EXERCISE OBJECTIVE: Rewrite the data below, changing every "scouting survey record" to "field survey record" and leaving everything else as it is. Omit the pictures from your answer.

DATA SHOWN:

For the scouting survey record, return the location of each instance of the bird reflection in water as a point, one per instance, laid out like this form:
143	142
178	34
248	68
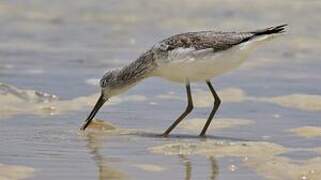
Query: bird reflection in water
188	167
105	171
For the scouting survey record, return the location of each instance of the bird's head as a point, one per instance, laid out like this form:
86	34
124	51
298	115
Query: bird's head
111	84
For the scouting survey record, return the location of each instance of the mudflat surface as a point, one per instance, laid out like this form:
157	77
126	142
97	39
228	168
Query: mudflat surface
52	54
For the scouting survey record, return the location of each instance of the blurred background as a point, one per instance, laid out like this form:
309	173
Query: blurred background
52	54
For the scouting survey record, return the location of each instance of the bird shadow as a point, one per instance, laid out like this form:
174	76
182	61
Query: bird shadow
189	136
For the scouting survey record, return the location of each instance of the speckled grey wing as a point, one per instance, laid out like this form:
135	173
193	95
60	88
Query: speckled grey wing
218	41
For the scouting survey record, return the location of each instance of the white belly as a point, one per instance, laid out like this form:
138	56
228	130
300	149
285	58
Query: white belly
201	65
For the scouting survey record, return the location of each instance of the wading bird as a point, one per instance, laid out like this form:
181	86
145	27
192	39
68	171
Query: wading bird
185	58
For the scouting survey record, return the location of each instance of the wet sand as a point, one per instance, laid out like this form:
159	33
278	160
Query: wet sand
268	125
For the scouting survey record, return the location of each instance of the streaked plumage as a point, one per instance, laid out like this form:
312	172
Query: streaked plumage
185	58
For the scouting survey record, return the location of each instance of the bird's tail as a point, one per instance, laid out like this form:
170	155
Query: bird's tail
271	30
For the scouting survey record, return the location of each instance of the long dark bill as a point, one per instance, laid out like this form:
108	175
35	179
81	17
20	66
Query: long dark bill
91	116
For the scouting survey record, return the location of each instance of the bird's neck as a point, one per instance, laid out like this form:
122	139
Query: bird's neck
137	70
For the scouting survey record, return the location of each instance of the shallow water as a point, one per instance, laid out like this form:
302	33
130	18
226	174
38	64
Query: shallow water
51	54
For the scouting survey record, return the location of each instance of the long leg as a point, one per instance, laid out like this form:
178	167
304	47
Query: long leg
188	109
217	103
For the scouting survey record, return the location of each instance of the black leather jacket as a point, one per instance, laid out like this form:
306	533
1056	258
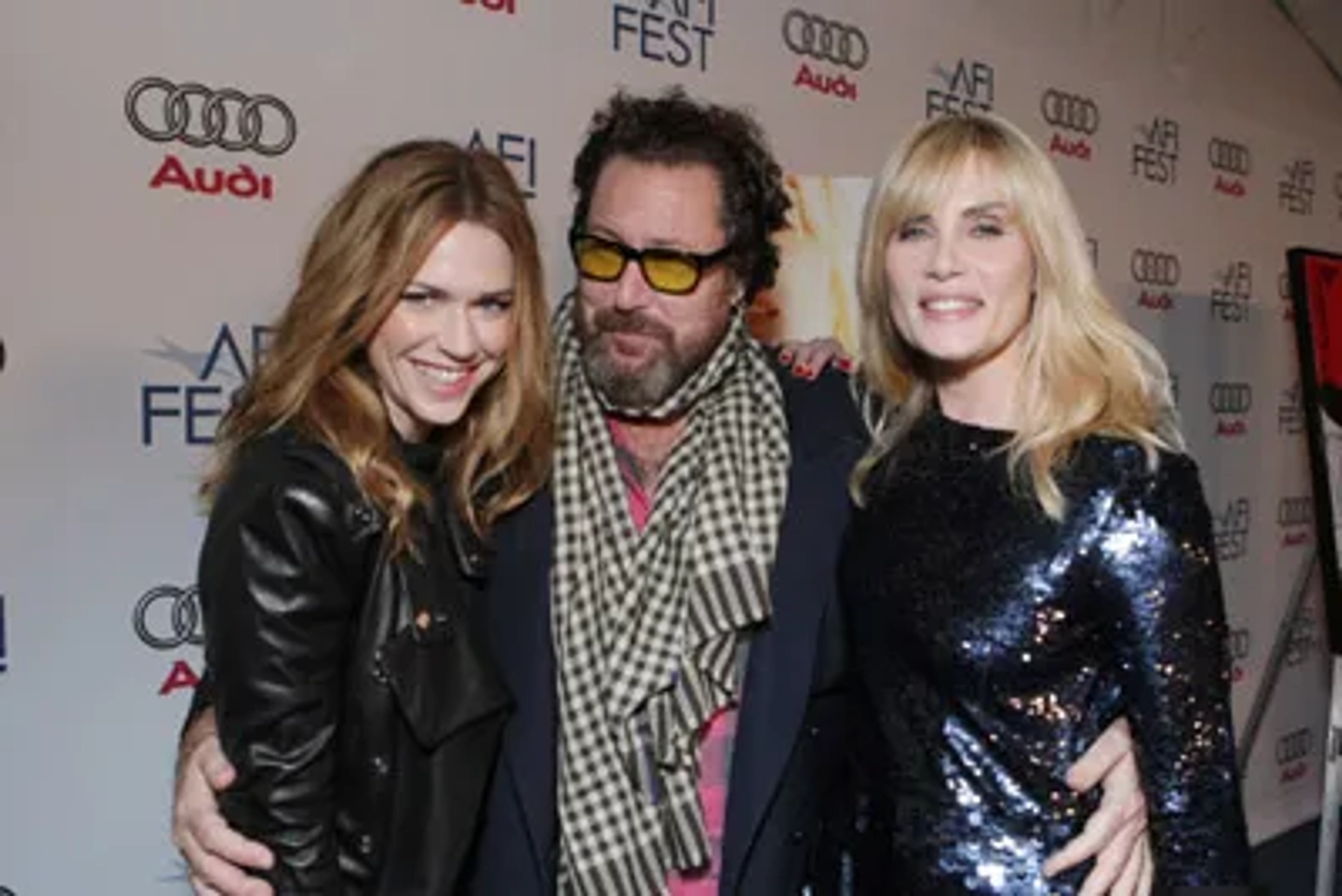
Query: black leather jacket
352	691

WRITTEN RESPONSE:
For the field survey record, return the location of each instance of the bird reflection in water as a point, one per instance, laid out like this form:
143	142
178	34
248	68
Query: bird reflection in water
188	167
105	171
For the field survey record, return the location of each instance of the bird's head as a point, one per instance, laid out like this form:
86	34
124	51
298	115
Query: bird's head
111	84
For the field survey record, return the location of each instance of the mudflat surface as a point, one per instance, laid out like this form:
157	77
126	142
97	39
228	168
Query: mudflat surface
52	54
For the field survey record, return the location of each instance of the blurred background as a point, one per instance, laid out like this form:
309	173
Query: blurred background
52	54
For the field survey record, return the location of each instance of the bird shadow as a point, one per instance, laid out like this form:
174	76
182	61
Query: bird shadow
189	136
For the field survey record, return the location of each instance of the speckled grey wing as a point, one per instance, laid out like this form:
135	173
193	95
60	88
Query: speckled grey wing
218	41
For the field survey record, return the location of each instance of the white belly as a point, one per instance, laid out like this form:
138	56
228	130
300	149
285	58
Query: white belly
201	65
For the field survey record, return the location of each instance of the wading bird as a point, one per instance, laid out like this form:
181	86
145	27
192	39
68	171
Query: wading bird
185	58
For the field survey record, return the location of each instance of the wet sand as a point, one per instance, laid out like this form:
159	33
278	160
Query: wet sand
268	125
For the field survey record, return the location of each instance of the streaked plumage as a point, one per instance, laid out like this form:
312	172
Query: streaked plumage
185	58
For the field survey record, return the location of each instance of the bird's tail as a point, one per instance, laid out like this form:
170	155
Query: bird's tail
271	30
For the field survey record, return the location of each instance of the long dark bill as a point, one per instance, laid out like this form:
108	175
35	179
81	17
20	66
Query: long dark bill
91	116
For the field survey record, return the location of each instance of the bird's neck as a point, one per instance, laid out like this form:
122	139
Query: bird's neck
137	70
For the field survey record, return the location of each instance of the shallow water as a point, one per instance, laid out like this form:
302	33
130	18
226	174
38	64
Query: shallow water
51	54
For the field survey record, return the location of each instance of the long leg as a point, one per instance, laid out like this form:
178	167
304	47
Query: long leg
188	109
217	103
For the field survey record, return the location of each instance of the black leather jacket as a point, one per instance, laid out like this form:
306	533
1056	258
Query: black leather jacket
352	691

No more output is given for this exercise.